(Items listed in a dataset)

::::::::

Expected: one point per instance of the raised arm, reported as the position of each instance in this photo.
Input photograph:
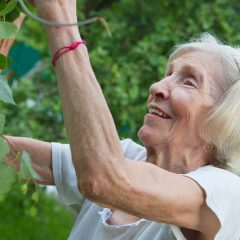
(104, 176)
(40, 154)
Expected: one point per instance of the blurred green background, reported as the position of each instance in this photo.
(144, 33)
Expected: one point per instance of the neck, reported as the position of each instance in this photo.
(178, 159)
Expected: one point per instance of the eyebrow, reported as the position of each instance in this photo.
(194, 71)
(189, 68)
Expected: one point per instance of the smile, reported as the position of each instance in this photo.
(159, 113)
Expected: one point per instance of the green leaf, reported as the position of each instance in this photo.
(7, 30)
(3, 62)
(13, 15)
(4, 149)
(26, 170)
(6, 92)
(9, 7)
(24, 188)
(35, 196)
(2, 122)
(7, 177)
(32, 211)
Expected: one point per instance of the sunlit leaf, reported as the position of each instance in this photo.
(35, 196)
(4, 149)
(7, 30)
(3, 62)
(9, 7)
(5, 92)
(7, 178)
(2, 122)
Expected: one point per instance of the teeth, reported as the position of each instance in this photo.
(156, 111)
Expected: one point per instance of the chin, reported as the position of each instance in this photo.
(146, 136)
(151, 137)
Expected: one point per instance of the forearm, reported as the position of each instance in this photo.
(92, 134)
(40, 154)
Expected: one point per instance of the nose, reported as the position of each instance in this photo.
(160, 89)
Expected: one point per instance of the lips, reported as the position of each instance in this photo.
(155, 110)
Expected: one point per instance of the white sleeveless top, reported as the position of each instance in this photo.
(222, 190)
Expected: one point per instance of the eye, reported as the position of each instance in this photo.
(189, 82)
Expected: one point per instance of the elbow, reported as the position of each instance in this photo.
(92, 187)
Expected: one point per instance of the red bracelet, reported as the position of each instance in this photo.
(66, 49)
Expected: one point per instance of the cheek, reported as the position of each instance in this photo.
(184, 103)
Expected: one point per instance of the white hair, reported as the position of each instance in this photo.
(222, 124)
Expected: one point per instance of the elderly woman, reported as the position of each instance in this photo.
(175, 187)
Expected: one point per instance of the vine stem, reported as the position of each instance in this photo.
(57, 24)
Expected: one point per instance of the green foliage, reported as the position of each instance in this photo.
(9, 7)
(21, 221)
(7, 30)
(5, 92)
(3, 62)
(144, 34)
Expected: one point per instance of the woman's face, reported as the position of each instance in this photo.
(178, 103)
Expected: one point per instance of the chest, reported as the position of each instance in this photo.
(121, 218)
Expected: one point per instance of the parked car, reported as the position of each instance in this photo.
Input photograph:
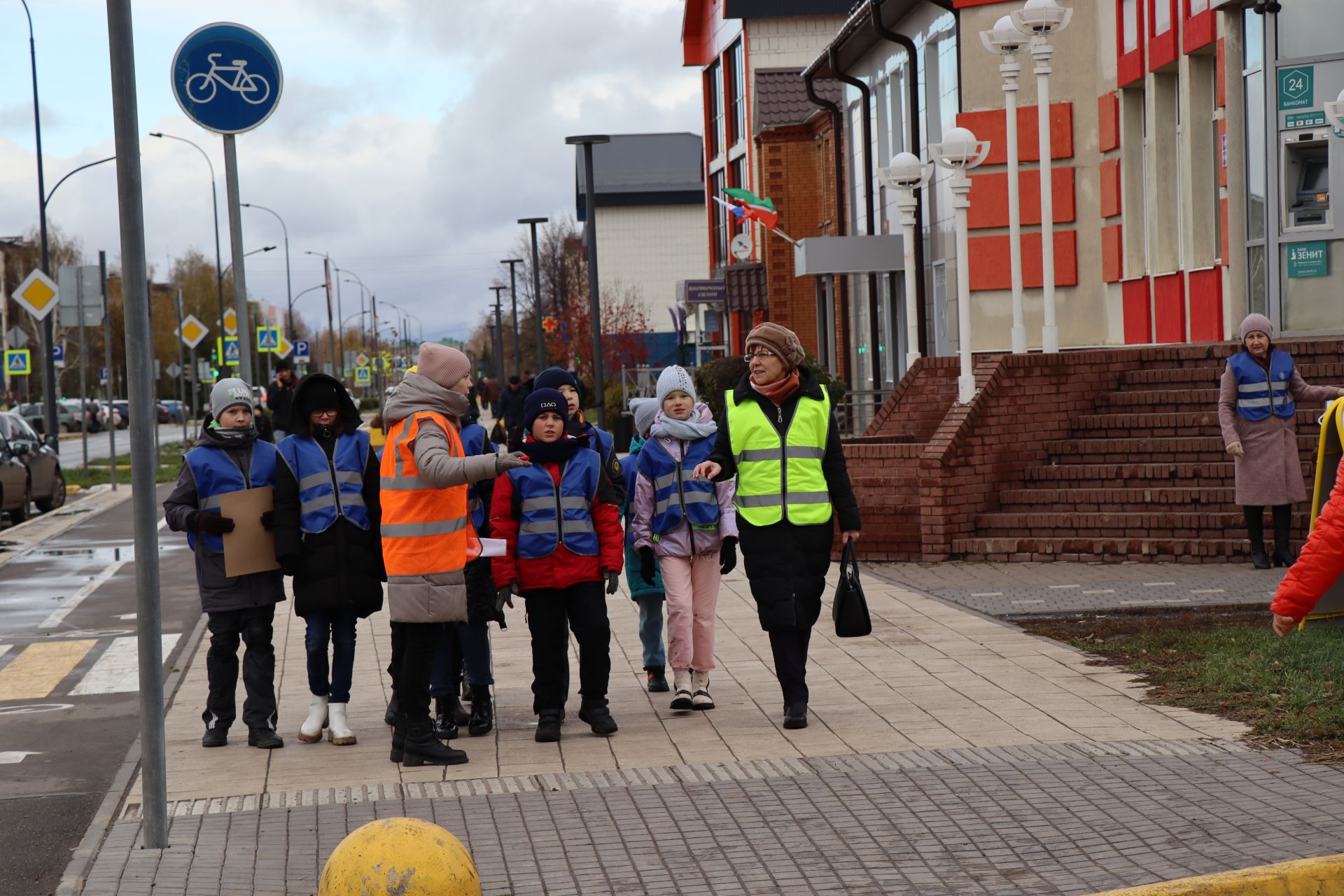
(30, 469)
(35, 414)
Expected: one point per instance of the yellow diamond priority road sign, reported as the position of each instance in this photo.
(192, 331)
(38, 295)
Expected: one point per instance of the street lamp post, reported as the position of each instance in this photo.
(289, 288)
(214, 199)
(590, 238)
(905, 176)
(512, 290)
(960, 152)
(1006, 41)
(537, 292)
(1041, 19)
(499, 337)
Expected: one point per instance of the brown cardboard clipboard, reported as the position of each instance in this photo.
(249, 548)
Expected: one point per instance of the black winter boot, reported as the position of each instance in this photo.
(598, 719)
(445, 719)
(1282, 535)
(483, 713)
(424, 748)
(1256, 530)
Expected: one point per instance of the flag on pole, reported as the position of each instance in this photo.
(752, 207)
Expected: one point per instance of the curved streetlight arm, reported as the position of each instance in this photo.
(48, 200)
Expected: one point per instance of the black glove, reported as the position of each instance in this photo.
(211, 523)
(727, 555)
(647, 564)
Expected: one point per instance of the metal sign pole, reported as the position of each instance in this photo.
(140, 387)
(106, 362)
(235, 248)
(84, 382)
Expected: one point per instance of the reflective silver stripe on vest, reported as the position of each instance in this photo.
(753, 456)
(420, 530)
(314, 480)
(402, 484)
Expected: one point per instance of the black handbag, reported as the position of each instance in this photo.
(850, 609)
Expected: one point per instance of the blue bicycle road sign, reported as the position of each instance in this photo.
(226, 78)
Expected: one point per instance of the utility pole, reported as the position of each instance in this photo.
(143, 422)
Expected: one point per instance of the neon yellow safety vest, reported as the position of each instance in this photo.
(780, 479)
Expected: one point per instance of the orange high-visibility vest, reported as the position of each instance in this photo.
(425, 530)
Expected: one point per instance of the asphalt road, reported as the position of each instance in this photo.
(69, 703)
(71, 451)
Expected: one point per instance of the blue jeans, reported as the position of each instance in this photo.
(651, 630)
(339, 629)
(472, 643)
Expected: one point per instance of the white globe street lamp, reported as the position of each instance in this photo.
(1041, 19)
(960, 152)
(1007, 41)
(905, 176)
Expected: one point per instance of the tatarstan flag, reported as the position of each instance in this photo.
(752, 207)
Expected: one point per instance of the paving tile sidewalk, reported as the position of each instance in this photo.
(1025, 589)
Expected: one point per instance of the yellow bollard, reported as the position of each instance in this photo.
(402, 858)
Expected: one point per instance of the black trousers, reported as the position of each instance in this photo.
(253, 628)
(413, 665)
(790, 662)
(552, 614)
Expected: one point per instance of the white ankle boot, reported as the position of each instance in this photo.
(682, 690)
(312, 729)
(339, 731)
(701, 697)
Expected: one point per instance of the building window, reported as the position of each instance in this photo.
(714, 108)
(737, 83)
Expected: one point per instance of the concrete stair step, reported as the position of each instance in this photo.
(1085, 550)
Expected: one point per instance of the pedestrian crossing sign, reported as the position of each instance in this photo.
(229, 351)
(18, 362)
(268, 339)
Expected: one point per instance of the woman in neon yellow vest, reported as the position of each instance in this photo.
(778, 435)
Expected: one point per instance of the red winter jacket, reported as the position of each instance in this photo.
(1319, 564)
(562, 568)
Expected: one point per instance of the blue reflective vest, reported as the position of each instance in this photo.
(553, 514)
(217, 475)
(675, 491)
(1260, 396)
(473, 442)
(320, 504)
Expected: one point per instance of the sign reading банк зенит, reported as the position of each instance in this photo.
(1308, 260)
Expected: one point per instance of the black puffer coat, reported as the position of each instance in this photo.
(340, 568)
(787, 564)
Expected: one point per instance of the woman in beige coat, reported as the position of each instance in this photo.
(1256, 406)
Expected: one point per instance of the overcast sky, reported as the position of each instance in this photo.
(409, 139)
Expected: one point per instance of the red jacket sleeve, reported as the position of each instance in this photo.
(1320, 564)
(503, 526)
(610, 538)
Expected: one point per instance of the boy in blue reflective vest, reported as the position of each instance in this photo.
(648, 596)
(689, 527)
(562, 523)
(227, 458)
(328, 539)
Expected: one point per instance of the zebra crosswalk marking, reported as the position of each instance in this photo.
(39, 668)
(118, 671)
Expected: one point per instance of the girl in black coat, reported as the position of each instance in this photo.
(339, 571)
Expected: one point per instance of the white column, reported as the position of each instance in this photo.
(1042, 51)
(961, 203)
(1009, 70)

::::::::

*What you need to do*:
Reproduce the data word for word; no pictures.

*Answer area*:
Expected: one point per instance of the raised arm, reported as the position of each instance in this photo.
Input photograph:
(104, 176)
(40, 154)
Expected: one point per instance of the blurred green background, reported as the position of each instance in this photo.
(144, 33)
Expected: one point per instance of the neck, reported as the position of each instance in this photo.
(178, 159)
Expected: one point per instance of the eyebrow, reported as the position of each instance in this photo.
(194, 71)
(189, 68)
Expected: one point per instance of the smile, reported as the position of each instance in this photo.
(159, 113)
Expected: one point per instance of the green leaf, reported as the position of each instance in this photo.
(7, 30)
(3, 62)
(13, 15)
(4, 149)
(26, 170)
(6, 92)
(9, 7)
(24, 188)
(35, 196)
(2, 122)
(7, 177)
(32, 211)
Expected: one point per instance of the sunlit leaf, reported as the position of each instance in this photo.
(35, 196)
(4, 149)
(7, 30)
(3, 62)
(9, 7)
(5, 92)
(7, 178)
(2, 122)
Expected: one point per instance of the teeth, reported as the position of each instance in this photo.
(156, 111)
Expected: one point per instance of the chin, reported as the position of each instance in this photo.
(146, 136)
(151, 137)
Expected: one point per instance of the forearm, reported as the position of each instance in this photo.
(92, 134)
(40, 154)
Expected: one point per instance of the nose, reported as the position of each instance in this photo.
(160, 89)
Expected: one point per instance of the lips, reported as the position of each instance in this photo.
(155, 110)
Expected: one point per instance of the white sleeveless top, reported as the position of each instance in this photo.
(222, 190)
Expected: one point per instance of the eye, reported as the position of each instance in this photo.
(189, 82)
Expected: one point per instance of the elbow, reported as the position of each instance in this photo.
(92, 187)
Expected: one point per instance of the red bracelet, reported as the position of each instance in this photo.
(66, 49)
Expected: one point per instance of the cheek, reported as the position of each instance in this photo.
(184, 103)
Expected: one point per instance of the white hair, reported as the position of each instance in this photo.
(222, 124)
Expected: one point per instance of the elderly woman, reported as the position of each instance in this photo.
(175, 187)
Expected: one point per instance of the vine stem, reported as the position of each instance in this photo.
(57, 24)
Expected: one point per instance of the green foliage, reported as the position of each instance in this photo.
(9, 7)
(21, 221)
(7, 30)
(5, 92)
(3, 62)
(144, 34)
Expected: one point per instance of the woman's face, reported as the position of each instance in this photo.
(178, 103)
Expected: one point per instance of the chest, reported as the position of each instance in this photo.
(121, 218)
Expected: one point per instance of the parked car, reported as the position of each instance in this photo.
Input photograph:
(30, 469)
(35, 414)
Expected: one point per instance of the yellow diamond priority road sign, reported as the position of each instance in this photo.
(192, 331)
(38, 295)
Expected: one point per instance of the street lamp post, reported as the position of each instance in this photo.
(289, 288)
(214, 199)
(590, 238)
(905, 176)
(512, 290)
(960, 152)
(1006, 41)
(537, 292)
(1041, 19)
(499, 337)
Expected: one point per instance of the brown cardboard clipboard, reported as the position of each instance in this photo.
(249, 548)
Expected: one point per instance of the black winter boot, reported as the position of each instance in this photo.
(598, 719)
(445, 719)
(1282, 535)
(483, 713)
(424, 748)
(1256, 530)
Expected: one point per instance of the flag on pole, reported as the position of each instance in this photo.
(752, 207)
Expected: one point per instance of the curved streetlight arm, reported as the position of each instance in this photo.
(48, 200)
Expected: one point per instance of the black glove, reported as the position of each instance in this photo.
(211, 523)
(727, 555)
(647, 564)
Expected: one point per instance of the metal sign pole, reported as the position of each instance in this photo.
(140, 387)
(106, 362)
(235, 248)
(84, 382)
Expected: one point per instance of the reflective silver stripe on vest, reported as the position of each instance in this photo.
(753, 456)
(420, 530)
(314, 480)
(402, 484)
Expected: one point per instance of the black handbag, reported as the position of each instance in this photo.
(850, 609)
Expected: one point per instance of the blue bicycle road sign, reported as the position of each instance in this photo.
(226, 78)
Expected: one point per instance of the utility pole, reported as the position of each instance in this photo.
(143, 422)
Expected: one point per instance of the neon yellow safety vest, reported as the position of each instance in this photo.
(780, 479)
Expected: one point per instance of the orange high-visibility vest, reported as the position of each instance in this photo.
(425, 530)
Expected: one point per instance of the asphalt road, reported as the position of each instance in this photo.
(69, 703)
(71, 451)
Expected: one point per instance of the blue jeans, reported as the position of each instance in this photo.
(651, 630)
(339, 629)
(472, 643)
Expected: one point per instance of the white globe street lamp, reported as the position of each instance in this photo.
(1041, 19)
(960, 152)
(1007, 41)
(905, 176)
Expected: one point per instance of the tatarstan flag, reported as the position of each instance in this photo.
(752, 207)
Expected: one point per instance of the paving tile sidewalk, reported as the position of each instance in this photo.
(1025, 589)
Expected: one point per instance of the yellow bollard, reported as the position of each instance in this photo.
(402, 858)
Expected: one point per instance of the black trousers, reported as the position of each instance in this photo.
(253, 628)
(413, 665)
(790, 662)
(552, 614)
Expected: one point per instance of the white ankle boot, reported as the position of each instance in this photo.
(682, 690)
(312, 729)
(339, 731)
(701, 697)
Expected: one point per instance of the building window, reported as the position of each instance in this photo.
(714, 108)
(737, 83)
Expected: one point per instance of the concrete stair step, reported as the position of each instance in this photo.
(1085, 550)
Expected: one point per instance of the pedestrian crossing sign, reported as the position of each instance in this photo.
(229, 351)
(18, 362)
(268, 339)
Expected: one point per instance of the woman in neon yellow vest, reported as the position of each instance in this photo.
(778, 435)
Expected: one point per instance of the red winter jacket, reported as the position of each instance in this photo.
(1319, 564)
(562, 568)
Expected: one point per instance of the blue reflective vest, reported as the position of each instance in this photo.
(553, 514)
(217, 475)
(675, 491)
(1260, 396)
(473, 442)
(320, 504)
Expected: one point per instance of the sign reading банк зенит, reported as the position of each instance in this photo.
(1308, 260)
Expected: one point per instance of the black puffer coat, reported as the position of each instance in this photo.
(340, 568)
(787, 564)
Expected: one point per instance of the woman in beige coat, reported as the position of each instance in this photo.
(1256, 406)
Expected: one point per instance of the overcast sky, reported as the position of each instance in this photo.
(409, 139)
Expected: one point per instance of the red jacket sleeve, reported as the position of each instance in this photo.
(1320, 564)
(503, 526)
(610, 538)
Expected: one point per instance of the boy in blue reflective vest, reported as the position of each instance in this photo.
(648, 596)
(689, 527)
(562, 523)
(227, 458)
(328, 539)
Expected: one point per instance of the zebra crosswalk marking, reported as the position of each instance in this photo.
(39, 668)
(118, 671)
Expected: one point per instance of the girl in black coat, reported as the position of each instance in this photo.
(339, 571)
Expected: one point per instance of the white column, reported as the position of each instance in this photo.
(1042, 51)
(961, 203)
(1009, 70)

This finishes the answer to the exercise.